What this task involves
In the article on Johann Melchior Gletle below, rewrite the passage from "Johann Melchior Gletle (July" to "Musica Rinata, 2005)", renaming "tromba marina" as "marine trumpet".

* Start Document *

= Johann Melchior Gletle =

Johann Melchior Gletle (July 1626 – 6 September 1683) was a Swiss organist, Kapellmeister and composer.

==Life==
Gletle was born in Bremgarten. He was a prolific composer of church music - masses, psalms, motets, and also several pieces for the tromba marina. He died, aged 57, in Augsburg.

==Works, editions and recordings==
===Works===
- Motetta Sacra concertata, Op. 1 (1667)
- 36 Trompeter-Stückle (1675), edited by Christian Blümel (Leverkusen: Mark Tezak, 1985)
- Beatus Vir (Psalm 111) (1676/1677) (Ammerbuch: C. Hofius, 2010)
- Expeditio musicae, classis IV, Op. 5 (1677)
  - Cantate Domino, motet for soprano, tenor, 2 violins, 2 violas, Cello and continuo, edited by Eberhard Hofmann (Ditzingen: Edition Musica Rinata, 2005)

* End Document *
* Start Source material *

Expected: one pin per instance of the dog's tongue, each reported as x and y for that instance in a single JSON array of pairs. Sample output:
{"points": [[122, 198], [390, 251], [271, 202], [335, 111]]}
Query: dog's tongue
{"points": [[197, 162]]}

* End Source material *

Reply to the exercise
Johann Melchior Gletle (July 1626 – 6 September 1683) was a Swiss organist, Kapellmeister and composer.

==Life==
Gletle was born in Bremgarten. He was a prolific composer of church music - masses, psalms, motets, and also several pieces for the marine trumpet. He died, aged 57, in Augsburg.

==Works, editions and recordings==
===Works===
- Motetta Sacra concertata, Op. 1 (1667)
- 36 Trompeter-Stückle (1675), edited by Christian Blümel (Leverkusen: Mark Tezak, 1985)
- Beatus Vir (Psalm 111) (1676/1677) (Ammerbuch: C. Hofius, 2010)
- Expeditio musicae, classis IV, Op. 5 (1677)
  - Cantate Domino, motet for soprano, tenor, 2 violins, 2 violas, Cello and continuo, edited by Eberhard Hofmann (Ditzingen: Edition Musica Rinata, 2005)